* TRECHO FORNECIDO *
|---|

Então, o texto bíblico de Mateus 1:17 nos diz que de Abraão até Davi são 14 gerações, em que temos um tempo médio de mil anos. Portanto, cada geração dura em média 71 anos. Ainda, o Salmo 90:10 nos diz que “os dias da nossa vida chegam a setenta anos”, que é a duração média de uma vida. Portanto, aqui, uma geração dura em média 70 anos.

Com isso, não há nada que faça pensar que uma geração dure 40 anos, como pretendem os defensores dos Atos Proféticos e da Transferência de Geração.

O terceiro problema com o argumento utilizado é afirmar que um país só é considerado como tal após a sua independência. Mas a promessa de Joel não tem nenhuma relação com a formação de um país, especialmente porque o Israel étnico sempre existiu como nação, preservando a sua cultura e religiosidade, até mesmo quando não tinha um território, e mesmo durante os cativeiros. Ainda, este povo só passou a ser reconhecido como um país em 1948, quando foi fundado o Estado Moderno de Israel.

|---|

* SEGMENTO DE DADOS *

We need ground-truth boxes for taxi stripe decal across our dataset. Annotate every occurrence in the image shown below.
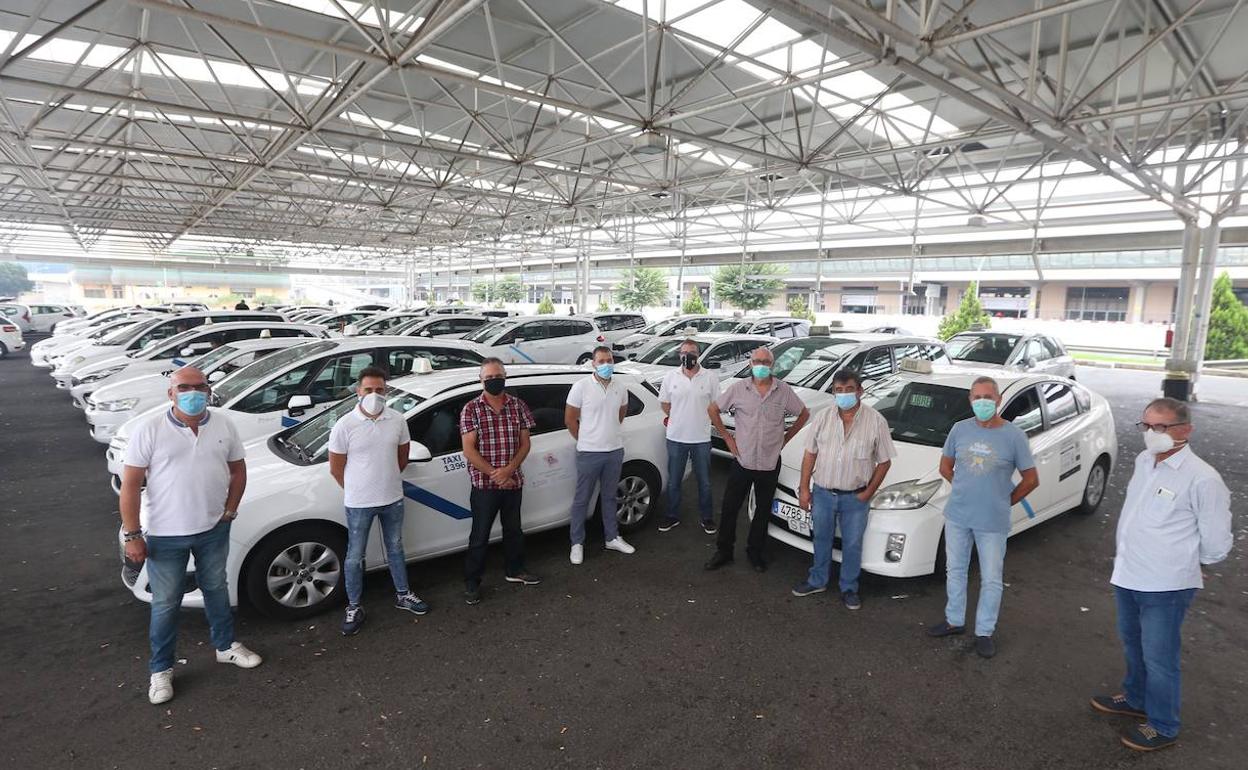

|---|

* OBJETIVOS *
A. No trecho sobre a duração de uma geração, quantas gerações separam Abraão de Davi segundo Mateus 1:17?
B. Indique se cada afirmação concorda com o trecho sobre a duração de uma geração: (i) O Salmo 90:10 é citado para indicar a duração média de uma vida. (ii) O Estado Moderno de Israel foi fundado em 1948. (iii) Pelo cálculo de Mateus 1:17, cada geração dura em média 40 anos.
C. Prossiga com o trecho sobre a duração de uma geração, começando logo após a última frase apresentada.

* RESULTADOS DO EXERCÍCIO *
A. São 14 gerações.

B.
(i) Sim: “os dias da nossa vida chegam a setenta anos”, que é a duração média de uma vida.
(ii) Sim: “em 1948, quando foi fundado o Estado Moderno de Israel”.
(iii) Não: “cada geração dura em média 71 anos”.

C.
O quarto problema com o argumento utilizado é tentar fazer uma correlação entre esta profecia e o Brasil. Não existe nada no texto, absolutamente nada, que dê chance para isso. Dessa forma, podemos ver claramente como esses grupos distorcem a Bíblia deliberadamente e como fazem isso contando sempre com a falta de conhecimento, falta de discernimento e falta de entendimento do povo. Esse é um claro exemplo de como a Bíblia tem sido tratada com desprezo e descaso por esses grupos.

Para piorar a situação, ainda mais, utilizam os textos de 1Samuel 16:13 e 2Coríntios 3:4-6 para fundamentar a prática de Transferência de Geração. Vejamos os textos:

Tomou Samuel o chifre do azeite e o ungiu no meio de seus irmãos; e, daquele dia em diante, o Espírito do SENHOR se apossou de Davi. Então, Samuel se levantou e foi para Ramá. (1Sm 16:13)
E é por intermédio de Cristo que temos tal confiança em Deus; não que, por nós mesmos, sejamos capazes de pensar alguma coisa, como se partisse de nós; pelo contrário, a nossa suficiência vem de Deus, o qual nos habilitou para sermos ministros de uma nova aliança, não da letra, mas do espírito; porque a letra mata, mas o espírito vivifica. (2Co 3:4-6)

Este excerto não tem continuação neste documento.